BEGIN WORKING DATA

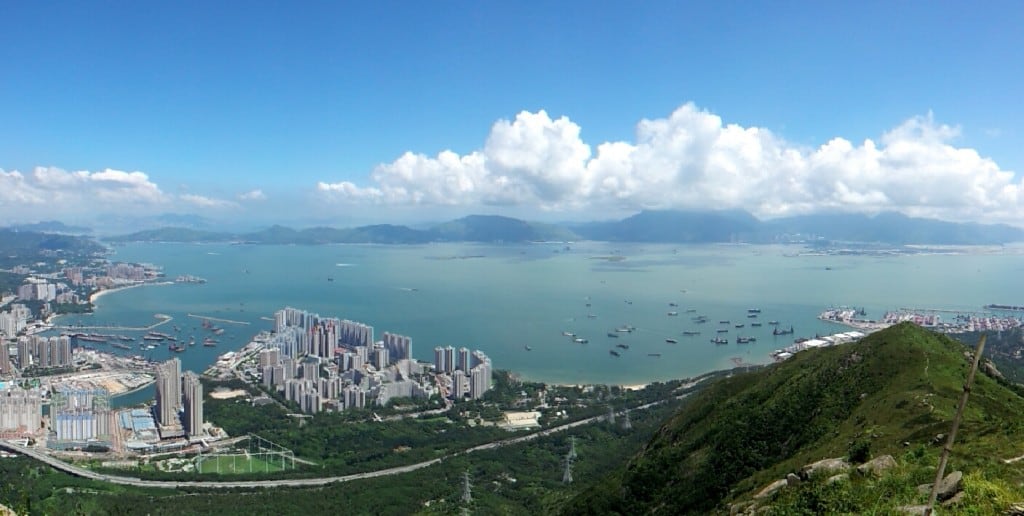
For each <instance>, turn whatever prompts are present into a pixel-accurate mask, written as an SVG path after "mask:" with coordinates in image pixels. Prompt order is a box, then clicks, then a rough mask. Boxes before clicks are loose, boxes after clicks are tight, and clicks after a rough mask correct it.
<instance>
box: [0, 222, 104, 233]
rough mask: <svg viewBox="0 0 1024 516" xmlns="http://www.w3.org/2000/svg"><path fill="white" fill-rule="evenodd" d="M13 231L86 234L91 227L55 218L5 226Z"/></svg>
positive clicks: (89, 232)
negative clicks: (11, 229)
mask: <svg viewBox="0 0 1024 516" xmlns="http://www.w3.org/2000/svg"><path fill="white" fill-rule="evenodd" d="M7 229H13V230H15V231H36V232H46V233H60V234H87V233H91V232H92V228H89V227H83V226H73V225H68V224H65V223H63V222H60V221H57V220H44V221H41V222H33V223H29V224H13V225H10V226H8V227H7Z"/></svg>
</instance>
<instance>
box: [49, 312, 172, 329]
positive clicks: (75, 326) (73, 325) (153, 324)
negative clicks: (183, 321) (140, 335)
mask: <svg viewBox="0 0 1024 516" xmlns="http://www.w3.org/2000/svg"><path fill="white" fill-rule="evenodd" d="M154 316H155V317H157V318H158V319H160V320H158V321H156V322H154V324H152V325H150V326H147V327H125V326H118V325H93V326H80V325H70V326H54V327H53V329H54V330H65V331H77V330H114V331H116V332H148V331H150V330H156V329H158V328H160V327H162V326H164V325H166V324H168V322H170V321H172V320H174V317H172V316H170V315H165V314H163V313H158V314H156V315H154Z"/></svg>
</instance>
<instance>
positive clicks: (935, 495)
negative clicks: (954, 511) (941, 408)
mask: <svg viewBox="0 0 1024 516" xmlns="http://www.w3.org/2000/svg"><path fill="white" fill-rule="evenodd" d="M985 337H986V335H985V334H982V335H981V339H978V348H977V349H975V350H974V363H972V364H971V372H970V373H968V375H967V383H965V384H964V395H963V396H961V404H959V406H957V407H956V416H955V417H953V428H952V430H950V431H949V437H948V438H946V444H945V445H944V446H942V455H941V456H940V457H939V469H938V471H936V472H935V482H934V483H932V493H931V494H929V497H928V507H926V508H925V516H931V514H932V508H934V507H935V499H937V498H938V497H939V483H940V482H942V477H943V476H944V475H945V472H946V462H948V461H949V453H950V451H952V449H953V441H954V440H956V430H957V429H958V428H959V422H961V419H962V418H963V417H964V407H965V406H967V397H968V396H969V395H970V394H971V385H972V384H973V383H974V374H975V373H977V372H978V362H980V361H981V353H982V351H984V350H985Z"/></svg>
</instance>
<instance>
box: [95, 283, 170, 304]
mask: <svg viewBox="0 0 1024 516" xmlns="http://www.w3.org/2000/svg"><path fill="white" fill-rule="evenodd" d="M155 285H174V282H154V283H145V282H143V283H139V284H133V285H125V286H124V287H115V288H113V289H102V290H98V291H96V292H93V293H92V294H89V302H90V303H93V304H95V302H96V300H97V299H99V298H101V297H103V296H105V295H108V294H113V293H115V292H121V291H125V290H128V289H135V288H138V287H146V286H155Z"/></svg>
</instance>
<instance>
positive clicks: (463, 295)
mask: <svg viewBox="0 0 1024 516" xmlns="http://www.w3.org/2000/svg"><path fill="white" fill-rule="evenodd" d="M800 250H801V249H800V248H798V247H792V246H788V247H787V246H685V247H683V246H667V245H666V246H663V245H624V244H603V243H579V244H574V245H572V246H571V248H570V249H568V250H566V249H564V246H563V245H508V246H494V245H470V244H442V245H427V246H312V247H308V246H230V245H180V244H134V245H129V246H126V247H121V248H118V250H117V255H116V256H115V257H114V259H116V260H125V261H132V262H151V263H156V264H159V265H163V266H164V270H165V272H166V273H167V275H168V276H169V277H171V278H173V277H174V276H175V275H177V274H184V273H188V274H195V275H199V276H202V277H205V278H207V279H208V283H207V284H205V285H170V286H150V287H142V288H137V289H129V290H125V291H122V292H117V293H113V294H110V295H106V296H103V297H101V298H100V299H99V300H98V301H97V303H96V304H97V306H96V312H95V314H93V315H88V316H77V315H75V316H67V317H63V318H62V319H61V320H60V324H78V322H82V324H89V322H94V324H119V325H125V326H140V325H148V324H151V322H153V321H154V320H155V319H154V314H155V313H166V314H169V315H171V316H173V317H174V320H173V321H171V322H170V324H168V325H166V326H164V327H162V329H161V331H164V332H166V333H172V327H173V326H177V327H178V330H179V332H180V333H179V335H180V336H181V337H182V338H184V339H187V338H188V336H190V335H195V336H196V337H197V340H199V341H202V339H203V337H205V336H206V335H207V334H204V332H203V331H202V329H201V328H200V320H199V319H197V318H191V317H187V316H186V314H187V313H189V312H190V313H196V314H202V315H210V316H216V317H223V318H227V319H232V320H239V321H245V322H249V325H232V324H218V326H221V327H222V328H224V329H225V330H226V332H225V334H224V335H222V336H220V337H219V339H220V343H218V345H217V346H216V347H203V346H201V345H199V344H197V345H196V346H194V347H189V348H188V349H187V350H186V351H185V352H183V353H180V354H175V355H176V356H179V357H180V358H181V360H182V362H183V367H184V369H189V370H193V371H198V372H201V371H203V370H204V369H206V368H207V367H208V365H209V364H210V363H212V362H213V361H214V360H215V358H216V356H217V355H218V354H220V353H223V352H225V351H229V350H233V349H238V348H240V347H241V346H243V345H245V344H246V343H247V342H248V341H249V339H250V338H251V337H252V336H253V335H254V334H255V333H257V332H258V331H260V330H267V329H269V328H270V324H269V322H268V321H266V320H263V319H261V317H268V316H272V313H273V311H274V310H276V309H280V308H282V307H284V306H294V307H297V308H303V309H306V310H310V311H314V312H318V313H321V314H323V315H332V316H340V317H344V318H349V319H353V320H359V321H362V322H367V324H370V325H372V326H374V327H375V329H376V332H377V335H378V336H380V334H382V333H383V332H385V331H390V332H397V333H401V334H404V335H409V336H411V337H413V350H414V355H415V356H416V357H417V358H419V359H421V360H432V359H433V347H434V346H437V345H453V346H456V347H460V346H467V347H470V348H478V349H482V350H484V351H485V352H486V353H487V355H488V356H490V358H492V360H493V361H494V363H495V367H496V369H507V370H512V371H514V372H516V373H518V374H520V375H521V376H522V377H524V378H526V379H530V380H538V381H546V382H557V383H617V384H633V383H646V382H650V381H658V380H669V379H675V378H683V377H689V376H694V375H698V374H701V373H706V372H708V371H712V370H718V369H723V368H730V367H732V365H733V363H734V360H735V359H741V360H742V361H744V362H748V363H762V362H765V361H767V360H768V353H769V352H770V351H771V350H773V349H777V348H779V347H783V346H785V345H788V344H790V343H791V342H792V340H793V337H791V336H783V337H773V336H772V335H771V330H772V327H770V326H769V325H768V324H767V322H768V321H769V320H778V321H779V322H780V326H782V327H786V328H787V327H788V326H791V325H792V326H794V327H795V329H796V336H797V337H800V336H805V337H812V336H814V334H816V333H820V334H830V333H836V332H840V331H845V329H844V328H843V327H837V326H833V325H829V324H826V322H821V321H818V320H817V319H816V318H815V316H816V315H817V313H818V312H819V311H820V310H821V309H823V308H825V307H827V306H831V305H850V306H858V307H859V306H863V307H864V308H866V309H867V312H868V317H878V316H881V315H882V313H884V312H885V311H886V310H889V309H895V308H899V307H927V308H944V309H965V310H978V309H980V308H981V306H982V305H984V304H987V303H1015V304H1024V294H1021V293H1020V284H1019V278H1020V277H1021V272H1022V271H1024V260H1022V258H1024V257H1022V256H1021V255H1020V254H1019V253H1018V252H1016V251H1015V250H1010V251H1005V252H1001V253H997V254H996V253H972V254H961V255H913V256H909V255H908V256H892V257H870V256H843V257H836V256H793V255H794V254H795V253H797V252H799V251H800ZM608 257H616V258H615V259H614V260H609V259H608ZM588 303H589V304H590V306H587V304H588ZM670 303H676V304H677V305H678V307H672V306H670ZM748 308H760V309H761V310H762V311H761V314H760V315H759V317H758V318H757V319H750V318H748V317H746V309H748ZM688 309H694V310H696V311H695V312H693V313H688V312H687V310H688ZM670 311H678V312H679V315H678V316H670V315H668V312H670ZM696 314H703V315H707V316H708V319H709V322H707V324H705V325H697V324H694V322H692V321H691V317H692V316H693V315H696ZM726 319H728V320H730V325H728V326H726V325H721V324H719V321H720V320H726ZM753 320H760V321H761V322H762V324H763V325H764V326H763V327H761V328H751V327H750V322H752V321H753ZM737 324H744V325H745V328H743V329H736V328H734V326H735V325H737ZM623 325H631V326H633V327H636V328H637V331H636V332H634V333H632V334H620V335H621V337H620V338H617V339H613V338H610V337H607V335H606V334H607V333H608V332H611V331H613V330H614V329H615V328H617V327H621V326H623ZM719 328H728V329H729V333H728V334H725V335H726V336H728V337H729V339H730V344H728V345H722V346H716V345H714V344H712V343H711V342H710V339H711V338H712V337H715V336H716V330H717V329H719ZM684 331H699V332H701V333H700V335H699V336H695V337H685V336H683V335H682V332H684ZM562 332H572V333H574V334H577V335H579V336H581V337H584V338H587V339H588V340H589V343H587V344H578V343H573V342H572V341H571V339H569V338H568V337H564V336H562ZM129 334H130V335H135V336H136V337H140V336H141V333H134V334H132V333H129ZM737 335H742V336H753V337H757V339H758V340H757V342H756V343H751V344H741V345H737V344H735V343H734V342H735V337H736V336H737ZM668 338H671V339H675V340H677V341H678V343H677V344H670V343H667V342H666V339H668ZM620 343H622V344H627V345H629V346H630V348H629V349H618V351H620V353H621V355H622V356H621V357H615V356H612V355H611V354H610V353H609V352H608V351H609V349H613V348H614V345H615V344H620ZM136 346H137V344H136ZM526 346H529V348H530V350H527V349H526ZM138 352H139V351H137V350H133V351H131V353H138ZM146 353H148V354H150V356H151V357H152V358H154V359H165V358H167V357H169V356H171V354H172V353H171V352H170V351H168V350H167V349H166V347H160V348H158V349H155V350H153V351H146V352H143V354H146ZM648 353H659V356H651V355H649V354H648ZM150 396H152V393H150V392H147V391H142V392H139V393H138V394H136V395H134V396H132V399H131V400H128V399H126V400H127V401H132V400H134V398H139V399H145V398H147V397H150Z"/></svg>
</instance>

END WORKING DATA

_EXERCISE_
Give the lines from the start of the records through the line containing "box: [0, 222, 104, 233]" as a JSON list of strings, one string per line, skipping blank lines and leaving out the picture.

_ANSWER SPACE_
[
  "For each <instance>, turn whatever prompts are present into a pixel-accurate mask, written as an SVG path after \"mask:\" with coordinates in image pixels. Prompt order is a box, then clicks, then a rough mask. Boxes before clicks are loose, boxes after clicks are tight, and clicks after a rough mask correct it.",
  "<instance>",
  "box: [0, 222, 104, 233]"
]